Written request :: Reproduce every one of the rows below verbatim, keeping each character, number and line break unchanged.

Input data ::
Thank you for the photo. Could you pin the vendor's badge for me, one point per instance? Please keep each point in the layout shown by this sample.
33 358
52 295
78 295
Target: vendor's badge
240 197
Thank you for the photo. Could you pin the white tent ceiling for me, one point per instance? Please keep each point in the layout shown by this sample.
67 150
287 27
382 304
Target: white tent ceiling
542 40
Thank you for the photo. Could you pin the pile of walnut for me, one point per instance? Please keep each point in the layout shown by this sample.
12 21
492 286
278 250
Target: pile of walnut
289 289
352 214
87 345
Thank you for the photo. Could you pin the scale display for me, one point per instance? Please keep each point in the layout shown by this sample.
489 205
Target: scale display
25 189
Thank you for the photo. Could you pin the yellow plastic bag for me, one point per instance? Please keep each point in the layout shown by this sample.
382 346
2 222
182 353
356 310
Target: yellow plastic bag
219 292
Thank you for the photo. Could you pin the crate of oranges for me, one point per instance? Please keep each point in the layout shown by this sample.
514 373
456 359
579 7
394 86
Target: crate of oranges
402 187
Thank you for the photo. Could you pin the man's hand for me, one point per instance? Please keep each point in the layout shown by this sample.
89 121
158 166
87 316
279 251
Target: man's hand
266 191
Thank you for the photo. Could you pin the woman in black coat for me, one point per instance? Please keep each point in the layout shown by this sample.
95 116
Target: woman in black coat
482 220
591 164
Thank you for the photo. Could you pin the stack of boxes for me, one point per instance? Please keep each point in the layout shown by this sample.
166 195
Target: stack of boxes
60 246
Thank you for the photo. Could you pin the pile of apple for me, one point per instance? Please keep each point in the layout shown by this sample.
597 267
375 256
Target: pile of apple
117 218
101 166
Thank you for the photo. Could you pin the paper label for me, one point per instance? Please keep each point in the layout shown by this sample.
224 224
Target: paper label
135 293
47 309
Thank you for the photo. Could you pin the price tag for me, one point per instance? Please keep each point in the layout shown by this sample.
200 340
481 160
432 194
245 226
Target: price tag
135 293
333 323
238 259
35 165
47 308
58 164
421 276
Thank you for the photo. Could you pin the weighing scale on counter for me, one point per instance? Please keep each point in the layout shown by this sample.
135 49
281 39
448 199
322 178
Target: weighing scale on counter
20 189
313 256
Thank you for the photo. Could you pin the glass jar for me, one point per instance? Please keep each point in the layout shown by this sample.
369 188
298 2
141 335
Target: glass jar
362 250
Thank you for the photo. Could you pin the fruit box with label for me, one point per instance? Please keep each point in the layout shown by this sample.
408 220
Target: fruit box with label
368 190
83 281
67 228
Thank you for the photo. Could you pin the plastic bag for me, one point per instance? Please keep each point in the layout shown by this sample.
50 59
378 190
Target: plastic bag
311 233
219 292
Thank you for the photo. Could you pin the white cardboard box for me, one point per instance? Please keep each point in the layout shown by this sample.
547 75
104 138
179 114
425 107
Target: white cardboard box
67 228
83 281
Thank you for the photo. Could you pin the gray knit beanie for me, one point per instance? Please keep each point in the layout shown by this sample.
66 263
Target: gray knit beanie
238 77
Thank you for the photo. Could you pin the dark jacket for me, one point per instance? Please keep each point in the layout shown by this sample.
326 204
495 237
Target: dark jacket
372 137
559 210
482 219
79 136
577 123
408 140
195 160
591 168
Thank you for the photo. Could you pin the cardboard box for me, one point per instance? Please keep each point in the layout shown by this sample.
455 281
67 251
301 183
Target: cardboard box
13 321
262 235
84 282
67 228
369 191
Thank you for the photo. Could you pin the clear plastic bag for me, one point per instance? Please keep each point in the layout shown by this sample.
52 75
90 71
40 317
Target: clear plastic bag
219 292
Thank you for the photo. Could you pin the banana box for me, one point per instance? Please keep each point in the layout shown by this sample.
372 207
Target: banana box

Output below ::
Thank you for the photo. Could you pin the vendor's badge for me, one point per instance? Please keep each point in the layout shown by this sample.
33 358
52 295
78 295
Target: vendor's badge
240 197
Thank you for the photo. Could you pin the white tent ceiling for me, one point per instance? Please keep each point in the layout shown by this sample.
67 150
287 27
382 304
Target: white tent ceiling
542 40
Thank you for the photo. Could you pin the pile of walnut for me, one point per instance? Please keep each point in the layout shown by this sample.
12 21
492 286
278 250
Target: pile of walnut
289 289
352 214
87 345
Thank you for the photo. Could you pin the scale display for me, one point per instance? Please keep each point in the layout shown by this sample.
489 205
Target: scale display
25 189
Thank you for the photo. Could you pin the yellow plastic bag for me, one point per instance? Please keep each point in the layout shown by this sample.
382 346
2 222
182 353
356 310
Target: yellow plastic bag
219 292
Thank you for the photo. Could you pin the crate of oranges for me, one point per instance? Please keep each point in the layout shown by this sample.
514 373
456 359
579 7
394 86
Target: crate of oranges
402 187
Thank you for the photo. Could you pin the man's hand for me, one point per instance? Please keep each point in the layout shown by this sample.
89 121
158 166
87 316
279 251
Target: man's hand
266 191
Thank you for the photo. Could you pin the woman in black coat for me, one point per instance? Please keep each point in the layout shown by this sample.
95 116
Target: woman in black coat
482 220
591 164
Thank you for the photo. Could you pin the stack of boxes for me, one point per instance? Please keep each point in the layout shown by this sample.
166 195
Target: stack of boxes
60 246
Thank you for the photo. Could you pin the pile of apple for me, one point per instance? Please keep each point in the layout shown by this sample.
597 267
375 256
Target: pile of apple
117 218
101 166
Thank you for the photo. Could you pin the paper label for me, one point per instance? Please keep each point in the layout shown by this sample.
224 224
Target: paper label
135 293
47 309
Thank you for the photo. Could you pin the price tag for me, one point per instance? Please keep each point in the layout shown by this sample.
200 340
481 160
432 194
245 226
Target: price tag
135 293
333 323
238 259
35 165
47 308
58 164
421 276
Thank you for the photo. Could you pin the weighing scale on counter for me, one point per instance? Please keep each point in the layout shown by this sample.
135 49
281 39
448 199
322 178
Target: weighing scale on counter
20 189
313 256
Thank you for the photo. Could you pin the glass jar for me, one point per instance? Please keep each point in the layout shown by this sample.
369 188
298 2
141 335
Target: glass jar
362 250
Thank you for the photo. Could you pin the fruit box with label for me, one point per instance? Please keep each point in the layout shown by this sample.
408 220
Target: fruit box with label
368 190
83 281
67 228
Thank you for the photo. Could you pin the plastic bag for me, one point per instance? Please keep each point in the layout shown by this sample.
50 59
378 190
Target: plastic bag
311 233
219 292
Thank you for the photo. Could you pin the white cardboard box for me, one point per instance? Please keep each point in the layout shown by this sample.
547 75
104 138
179 114
425 107
Target: white cardboard box
67 228
83 281
Thank you for the photo. Could you pin the gray knit beanie for me, one point per instance? Please keep each point in the layout shown by this sample.
66 263
Target: gray knit beanie
238 77
Thank you for the photo. Could you pin the dark jacket for me, one point per instance? Please keep each point in the layout shown by this sample.
326 204
495 237
Target: dark jacket
372 137
559 210
482 219
79 136
577 123
408 140
195 160
591 168
Thank you for the photo. Could you pin the cardboard box for me, one point per instance? Please keep each point in the layout shown by this sample.
455 281
67 251
301 183
Target: cardboard box
13 321
262 235
84 282
67 228
369 191
Thank you for the photo. Could you pin the clear plastic bag for me, one point per instance? Please keep each point in the layout shown by this sample.
52 75
90 71
40 317
Target: clear plastic bag
219 292
Thank you for the photo. Could you pin the banana box for me, one point per instance? Please keep each point in the layout shown by this sample.
372 207
Target: banana box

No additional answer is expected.